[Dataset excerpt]
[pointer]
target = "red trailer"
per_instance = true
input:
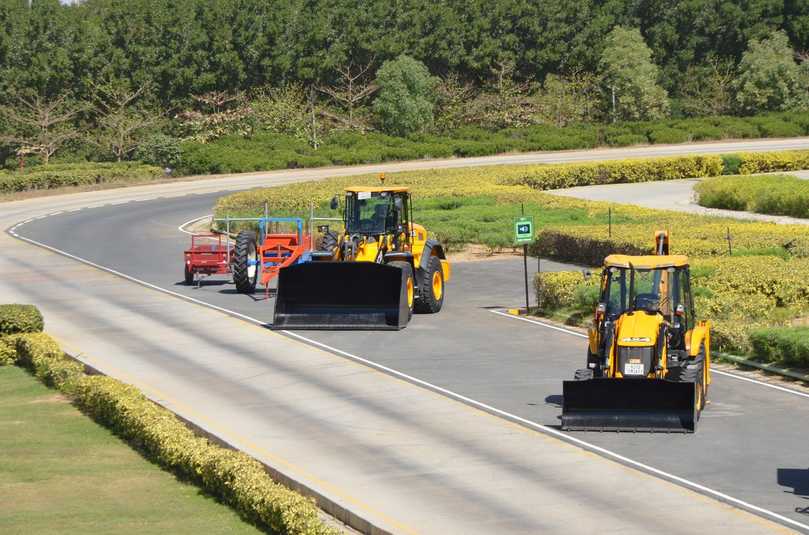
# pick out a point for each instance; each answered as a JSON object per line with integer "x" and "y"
{"x": 208, "y": 255}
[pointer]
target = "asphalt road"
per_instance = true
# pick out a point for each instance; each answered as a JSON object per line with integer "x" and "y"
{"x": 751, "y": 443}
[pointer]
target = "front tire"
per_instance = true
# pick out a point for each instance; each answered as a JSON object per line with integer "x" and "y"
{"x": 431, "y": 287}
{"x": 246, "y": 262}
{"x": 409, "y": 284}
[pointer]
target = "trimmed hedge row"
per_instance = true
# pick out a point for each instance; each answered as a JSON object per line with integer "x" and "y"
{"x": 784, "y": 345}
{"x": 58, "y": 176}
{"x": 767, "y": 194}
{"x": 619, "y": 171}
{"x": 232, "y": 476}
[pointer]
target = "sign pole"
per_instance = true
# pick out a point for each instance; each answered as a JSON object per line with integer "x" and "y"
{"x": 523, "y": 235}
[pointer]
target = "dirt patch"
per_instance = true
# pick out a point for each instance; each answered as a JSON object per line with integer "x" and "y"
{"x": 481, "y": 253}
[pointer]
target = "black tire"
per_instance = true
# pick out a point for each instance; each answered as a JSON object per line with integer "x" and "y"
{"x": 407, "y": 275}
{"x": 245, "y": 250}
{"x": 328, "y": 242}
{"x": 693, "y": 371}
{"x": 428, "y": 302}
{"x": 583, "y": 374}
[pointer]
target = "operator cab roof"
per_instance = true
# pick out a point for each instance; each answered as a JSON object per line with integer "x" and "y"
{"x": 377, "y": 189}
{"x": 646, "y": 262}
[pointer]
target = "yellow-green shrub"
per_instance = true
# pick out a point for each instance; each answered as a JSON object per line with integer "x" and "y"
{"x": 766, "y": 162}
{"x": 230, "y": 475}
{"x": 20, "y": 319}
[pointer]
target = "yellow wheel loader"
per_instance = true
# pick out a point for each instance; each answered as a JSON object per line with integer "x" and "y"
{"x": 372, "y": 275}
{"x": 649, "y": 357}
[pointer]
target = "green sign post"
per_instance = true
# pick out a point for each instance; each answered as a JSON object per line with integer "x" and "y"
{"x": 523, "y": 235}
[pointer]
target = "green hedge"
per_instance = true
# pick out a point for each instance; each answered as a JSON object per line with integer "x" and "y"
{"x": 766, "y": 194}
{"x": 231, "y": 476}
{"x": 619, "y": 171}
{"x": 20, "y": 319}
{"x": 58, "y": 176}
{"x": 264, "y": 151}
{"x": 784, "y": 345}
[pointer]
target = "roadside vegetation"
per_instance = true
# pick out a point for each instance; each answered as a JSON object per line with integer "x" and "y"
{"x": 769, "y": 194}
{"x": 236, "y": 96}
{"x": 749, "y": 275}
{"x": 63, "y": 473}
{"x": 63, "y": 470}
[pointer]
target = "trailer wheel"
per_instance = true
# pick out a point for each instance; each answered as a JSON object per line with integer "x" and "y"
{"x": 431, "y": 288}
{"x": 693, "y": 372}
{"x": 583, "y": 374}
{"x": 410, "y": 284}
{"x": 246, "y": 264}
{"x": 329, "y": 242}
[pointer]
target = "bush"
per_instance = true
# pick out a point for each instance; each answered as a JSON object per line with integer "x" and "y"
{"x": 784, "y": 345}
{"x": 20, "y": 319}
{"x": 57, "y": 176}
{"x": 669, "y": 135}
{"x": 159, "y": 149}
{"x": 772, "y": 194}
{"x": 231, "y": 476}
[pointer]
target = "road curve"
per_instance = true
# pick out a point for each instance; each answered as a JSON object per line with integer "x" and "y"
{"x": 407, "y": 449}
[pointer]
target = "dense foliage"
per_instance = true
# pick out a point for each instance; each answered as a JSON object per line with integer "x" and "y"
{"x": 770, "y": 194}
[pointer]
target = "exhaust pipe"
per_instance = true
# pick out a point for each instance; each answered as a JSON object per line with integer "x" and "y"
{"x": 653, "y": 405}
{"x": 341, "y": 296}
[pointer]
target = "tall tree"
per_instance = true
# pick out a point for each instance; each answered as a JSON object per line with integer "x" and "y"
{"x": 769, "y": 77}
{"x": 630, "y": 78}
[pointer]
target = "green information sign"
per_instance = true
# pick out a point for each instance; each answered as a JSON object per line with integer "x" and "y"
{"x": 523, "y": 229}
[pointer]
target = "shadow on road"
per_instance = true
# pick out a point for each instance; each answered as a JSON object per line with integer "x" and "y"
{"x": 798, "y": 480}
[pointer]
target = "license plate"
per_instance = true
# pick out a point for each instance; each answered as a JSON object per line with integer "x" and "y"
{"x": 633, "y": 369}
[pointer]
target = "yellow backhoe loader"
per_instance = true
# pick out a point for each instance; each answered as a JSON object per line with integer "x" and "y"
{"x": 372, "y": 275}
{"x": 649, "y": 357}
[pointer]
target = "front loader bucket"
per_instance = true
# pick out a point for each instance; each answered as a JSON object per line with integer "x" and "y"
{"x": 341, "y": 296}
{"x": 653, "y": 405}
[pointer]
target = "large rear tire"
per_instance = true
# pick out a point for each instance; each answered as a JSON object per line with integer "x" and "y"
{"x": 409, "y": 283}
{"x": 246, "y": 262}
{"x": 431, "y": 288}
{"x": 693, "y": 371}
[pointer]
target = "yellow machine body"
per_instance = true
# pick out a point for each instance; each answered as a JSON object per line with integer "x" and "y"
{"x": 649, "y": 361}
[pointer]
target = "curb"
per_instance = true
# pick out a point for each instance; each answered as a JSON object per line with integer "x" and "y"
{"x": 742, "y": 361}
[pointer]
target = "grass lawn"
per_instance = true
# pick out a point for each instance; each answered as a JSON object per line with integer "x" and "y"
{"x": 60, "y": 472}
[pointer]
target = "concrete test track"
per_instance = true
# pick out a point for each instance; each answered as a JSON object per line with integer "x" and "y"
{"x": 403, "y": 457}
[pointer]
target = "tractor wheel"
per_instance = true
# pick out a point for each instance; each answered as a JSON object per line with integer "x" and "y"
{"x": 245, "y": 262}
{"x": 409, "y": 282}
{"x": 328, "y": 242}
{"x": 693, "y": 372}
{"x": 431, "y": 287}
{"x": 583, "y": 374}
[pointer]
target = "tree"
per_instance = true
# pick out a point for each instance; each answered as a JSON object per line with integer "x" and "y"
{"x": 405, "y": 101}
{"x": 629, "y": 78}
{"x": 37, "y": 125}
{"x": 122, "y": 122}
{"x": 769, "y": 78}
{"x": 352, "y": 89}
{"x": 569, "y": 99}
{"x": 708, "y": 89}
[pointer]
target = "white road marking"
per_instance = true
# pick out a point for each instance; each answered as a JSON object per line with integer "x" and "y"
{"x": 459, "y": 397}
{"x": 728, "y": 374}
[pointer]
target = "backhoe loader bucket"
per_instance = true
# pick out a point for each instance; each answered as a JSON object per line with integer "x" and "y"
{"x": 341, "y": 296}
{"x": 654, "y": 405}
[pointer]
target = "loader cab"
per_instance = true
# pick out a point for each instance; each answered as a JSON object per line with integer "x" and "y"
{"x": 377, "y": 211}
{"x": 650, "y": 285}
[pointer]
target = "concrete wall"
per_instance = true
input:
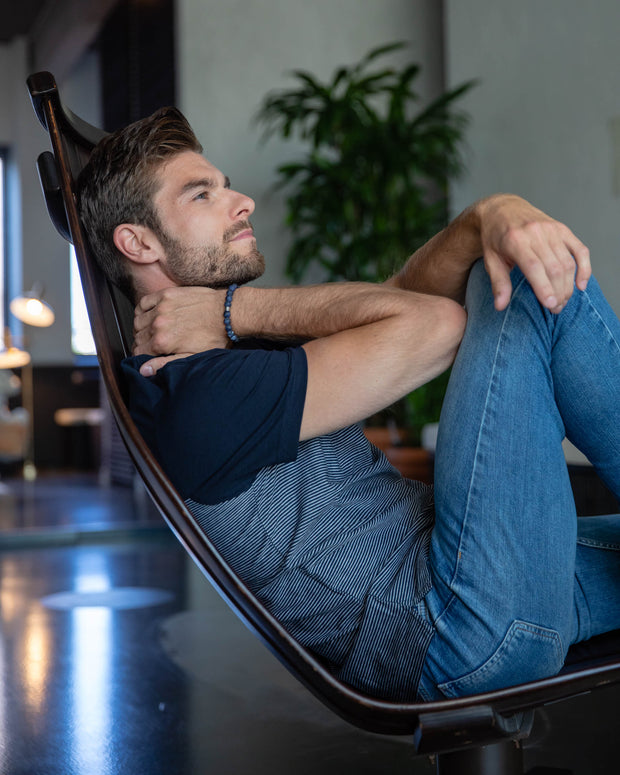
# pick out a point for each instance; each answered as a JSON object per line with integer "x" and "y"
{"x": 231, "y": 54}
{"x": 544, "y": 111}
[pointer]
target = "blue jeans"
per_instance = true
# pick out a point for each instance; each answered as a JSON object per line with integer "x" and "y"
{"x": 517, "y": 576}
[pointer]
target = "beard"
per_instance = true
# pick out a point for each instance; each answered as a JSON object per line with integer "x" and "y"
{"x": 212, "y": 266}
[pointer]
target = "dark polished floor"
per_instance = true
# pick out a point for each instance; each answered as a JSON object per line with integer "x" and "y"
{"x": 117, "y": 658}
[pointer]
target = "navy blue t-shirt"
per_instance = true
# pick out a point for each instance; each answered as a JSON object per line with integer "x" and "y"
{"x": 237, "y": 411}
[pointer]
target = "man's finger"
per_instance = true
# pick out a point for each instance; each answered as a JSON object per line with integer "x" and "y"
{"x": 500, "y": 279}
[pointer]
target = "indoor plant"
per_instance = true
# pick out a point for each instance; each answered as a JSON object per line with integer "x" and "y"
{"x": 371, "y": 185}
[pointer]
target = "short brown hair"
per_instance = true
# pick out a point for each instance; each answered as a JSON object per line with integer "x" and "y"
{"x": 119, "y": 182}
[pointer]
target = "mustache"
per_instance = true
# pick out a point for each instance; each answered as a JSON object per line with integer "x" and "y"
{"x": 237, "y": 229}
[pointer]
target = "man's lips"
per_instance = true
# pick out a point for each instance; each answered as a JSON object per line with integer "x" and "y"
{"x": 245, "y": 234}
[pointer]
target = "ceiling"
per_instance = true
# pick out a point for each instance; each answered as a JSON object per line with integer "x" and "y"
{"x": 17, "y": 17}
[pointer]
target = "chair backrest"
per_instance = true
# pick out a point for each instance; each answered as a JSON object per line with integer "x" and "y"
{"x": 436, "y": 725}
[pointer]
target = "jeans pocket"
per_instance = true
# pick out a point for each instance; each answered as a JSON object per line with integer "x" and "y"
{"x": 528, "y": 652}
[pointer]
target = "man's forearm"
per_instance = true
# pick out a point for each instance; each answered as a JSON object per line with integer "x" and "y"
{"x": 441, "y": 266}
{"x": 311, "y": 312}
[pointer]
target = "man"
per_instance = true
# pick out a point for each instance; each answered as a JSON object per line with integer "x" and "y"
{"x": 403, "y": 597}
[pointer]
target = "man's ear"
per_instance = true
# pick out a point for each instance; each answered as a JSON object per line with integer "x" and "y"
{"x": 138, "y": 243}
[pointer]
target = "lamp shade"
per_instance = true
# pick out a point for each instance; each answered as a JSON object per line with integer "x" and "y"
{"x": 30, "y": 309}
{"x": 13, "y": 358}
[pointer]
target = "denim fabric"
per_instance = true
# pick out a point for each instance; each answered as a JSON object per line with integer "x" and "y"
{"x": 517, "y": 577}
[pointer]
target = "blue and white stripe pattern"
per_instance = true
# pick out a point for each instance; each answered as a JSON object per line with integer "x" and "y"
{"x": 335, "y": 544}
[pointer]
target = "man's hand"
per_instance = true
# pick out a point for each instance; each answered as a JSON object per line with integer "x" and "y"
{"x": 508, "y": 231}
{"x": 182, "y": 321}
{"x": 514, "y": 232}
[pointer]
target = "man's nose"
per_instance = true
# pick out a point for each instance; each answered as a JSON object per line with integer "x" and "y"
{"x": 243, "y": 206}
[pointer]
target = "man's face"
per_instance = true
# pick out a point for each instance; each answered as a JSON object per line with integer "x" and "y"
{"x": 205, "y": 230}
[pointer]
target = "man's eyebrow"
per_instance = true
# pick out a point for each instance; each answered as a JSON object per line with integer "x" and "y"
{"x": 204, "y": 183}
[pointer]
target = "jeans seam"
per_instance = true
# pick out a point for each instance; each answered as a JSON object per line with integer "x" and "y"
{"x": 480, "y": 432}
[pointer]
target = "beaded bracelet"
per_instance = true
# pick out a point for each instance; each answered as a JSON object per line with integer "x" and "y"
{"x": 227, "y": 305}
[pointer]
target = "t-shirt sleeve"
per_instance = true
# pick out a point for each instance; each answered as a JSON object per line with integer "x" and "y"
{"x": 216, "y": 419}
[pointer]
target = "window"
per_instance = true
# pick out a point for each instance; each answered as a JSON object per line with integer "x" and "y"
{"x": 82, "y": 342}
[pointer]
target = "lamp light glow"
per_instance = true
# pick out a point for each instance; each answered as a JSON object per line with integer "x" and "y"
{"x": 32, "y": 310}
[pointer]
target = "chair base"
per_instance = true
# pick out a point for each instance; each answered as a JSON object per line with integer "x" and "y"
{"x": 501, "y": 758}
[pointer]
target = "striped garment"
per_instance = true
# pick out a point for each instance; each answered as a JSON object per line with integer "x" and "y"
{"x": 335, "y": 545}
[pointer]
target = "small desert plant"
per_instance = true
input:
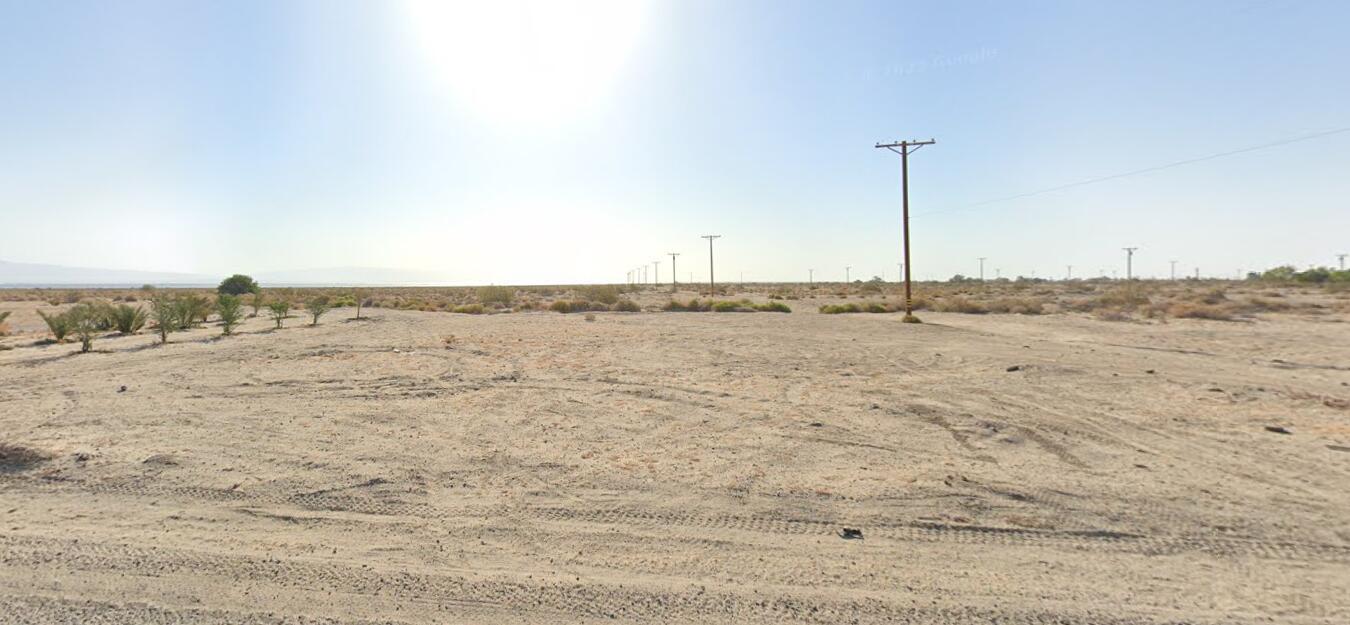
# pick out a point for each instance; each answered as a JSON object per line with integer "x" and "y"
{"x": 496, "y": 294}
{"x": 193, "y": 309}
{"x": 58, "y": 324}
{"x": 358, "y": 300}
{"x": 1200, "y": 311}
{"x": 85, "y": 321}
{"x": 230, "y": 311}
{"x": 840, "y": 308}
{"x": 606, "y": 294}
{"x": 236, "y": 285}
{"x": 128, "y": 319}
{"x": 165, "y": 312}
{"x": 278, "y": 311}
{"x": 316, "y": 307}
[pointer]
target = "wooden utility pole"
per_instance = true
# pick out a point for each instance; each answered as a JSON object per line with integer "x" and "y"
{"x": 905, "y": 149}
{"x": 712, "y": 282}
{"x": 674, "y": 276}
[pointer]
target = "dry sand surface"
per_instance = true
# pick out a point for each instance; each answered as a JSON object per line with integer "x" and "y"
{"x": 682, "y": 467}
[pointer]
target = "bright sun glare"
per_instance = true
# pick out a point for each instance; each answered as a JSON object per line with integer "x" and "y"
{"x": 525, "y": 61}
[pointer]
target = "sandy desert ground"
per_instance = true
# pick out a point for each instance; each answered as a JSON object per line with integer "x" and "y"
{"x": 681, "y": 467}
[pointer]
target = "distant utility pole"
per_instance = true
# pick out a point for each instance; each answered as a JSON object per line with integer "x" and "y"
{"x": 674, "y": 276}
{"x": 905, "y": 149}
{"x": 712, "y": 284}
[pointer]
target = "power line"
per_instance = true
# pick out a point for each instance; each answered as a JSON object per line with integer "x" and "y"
{"x": 1145, "y": 170}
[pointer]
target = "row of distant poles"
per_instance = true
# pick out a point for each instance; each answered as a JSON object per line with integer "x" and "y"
{"x": 903, "y": 149}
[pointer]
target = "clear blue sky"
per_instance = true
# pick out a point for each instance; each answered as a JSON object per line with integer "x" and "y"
{"x": 524, "y": 143}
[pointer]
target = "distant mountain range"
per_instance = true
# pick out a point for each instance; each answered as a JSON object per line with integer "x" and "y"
{"x": 56, "y": 276}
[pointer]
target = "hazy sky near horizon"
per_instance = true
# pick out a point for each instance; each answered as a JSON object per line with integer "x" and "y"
{"x": 533, "y": 142}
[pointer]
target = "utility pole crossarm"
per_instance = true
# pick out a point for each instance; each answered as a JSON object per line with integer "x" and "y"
{"x": 905, "y": 149}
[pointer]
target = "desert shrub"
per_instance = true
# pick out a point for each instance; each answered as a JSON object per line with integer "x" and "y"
{"x": 1015, "y": 305}
{"x": 193, "y": 311}
{"x": 230, "y": 311}
{"x": 85, "y": 323}
{"x": 101, "y": 315}
{"x": 165, "y": 312}
{"x": 358, "y": 299}
{"x": 316, "y": 307}
{"x": 496, "y": 294}
{"x": 575, "y": 305}
{"x": 58, "y": 324}
{"x": 840, "y": 308}
{"x": 128, "y": 319}
{"x": 238, "y": 285}
{"x": 606, "y": 294}
{"x": 278, "y": 311}
{"x": 959, "y": 304}
{"x": 1200, "y": 311}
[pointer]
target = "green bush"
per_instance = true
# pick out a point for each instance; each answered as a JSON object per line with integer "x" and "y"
{"x": 238, "y": 285}
{"x": 230, "y": 311}
{"x": 193, "y": 311}
{"x": 496, "y": 294}
{"x": 85, "y": 321}
{"x": 165, "y": 311}
{"x": 128, "y": 319}
{"x": 606, "y": 294}
{"x": 58, "y": 324}
{"x": 278, "y": 311}
{"x": 316, "y": 307}
{"x": 840, "y": 308}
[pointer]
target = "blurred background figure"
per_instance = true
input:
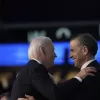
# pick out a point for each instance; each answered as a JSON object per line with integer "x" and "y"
{"x": 21, "y": 21}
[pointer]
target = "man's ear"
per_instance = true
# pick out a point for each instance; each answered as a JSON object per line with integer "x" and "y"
{"x": 42, "y": 51}
{"x": 85, "y": 50}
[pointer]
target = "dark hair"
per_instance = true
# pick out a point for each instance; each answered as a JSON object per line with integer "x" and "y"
{"x": 87, "y": 40}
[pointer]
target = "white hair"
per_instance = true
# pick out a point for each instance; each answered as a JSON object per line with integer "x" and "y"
{"x": 36, "y": 43}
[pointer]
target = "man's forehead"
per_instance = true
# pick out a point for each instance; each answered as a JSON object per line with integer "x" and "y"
{"x": 74, "y": 42}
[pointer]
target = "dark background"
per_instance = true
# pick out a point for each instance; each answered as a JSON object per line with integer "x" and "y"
{"x": 49, "y": 10}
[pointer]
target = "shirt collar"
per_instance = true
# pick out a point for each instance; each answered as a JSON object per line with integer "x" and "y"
{"x": 87, "y": 63}
{"x": 36, "y": 60}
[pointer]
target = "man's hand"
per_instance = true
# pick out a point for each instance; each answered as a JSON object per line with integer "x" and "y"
{"x": 27, "y": 98}
{"x": 85, "y": 72}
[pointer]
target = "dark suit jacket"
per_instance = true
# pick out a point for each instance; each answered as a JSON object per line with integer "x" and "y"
{"x": 34, "y": 80}
{"x": 90, "y": 87}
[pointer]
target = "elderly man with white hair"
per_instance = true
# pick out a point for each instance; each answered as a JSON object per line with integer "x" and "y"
{"x": 35, "y": 80}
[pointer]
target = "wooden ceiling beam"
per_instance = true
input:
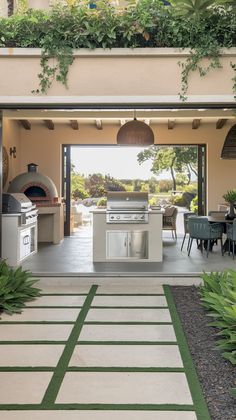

EXERCISE DIRECTIONS: Copy out every line of the dataset excerpt above that contains the string "yellow", matching case exactly.

RESULT FOR THIS EXERCISE:
target = "yellow-green shrub"
target = "yellow wheel loader"
target = "yellow backhoe loader"
target = "yellow machine body"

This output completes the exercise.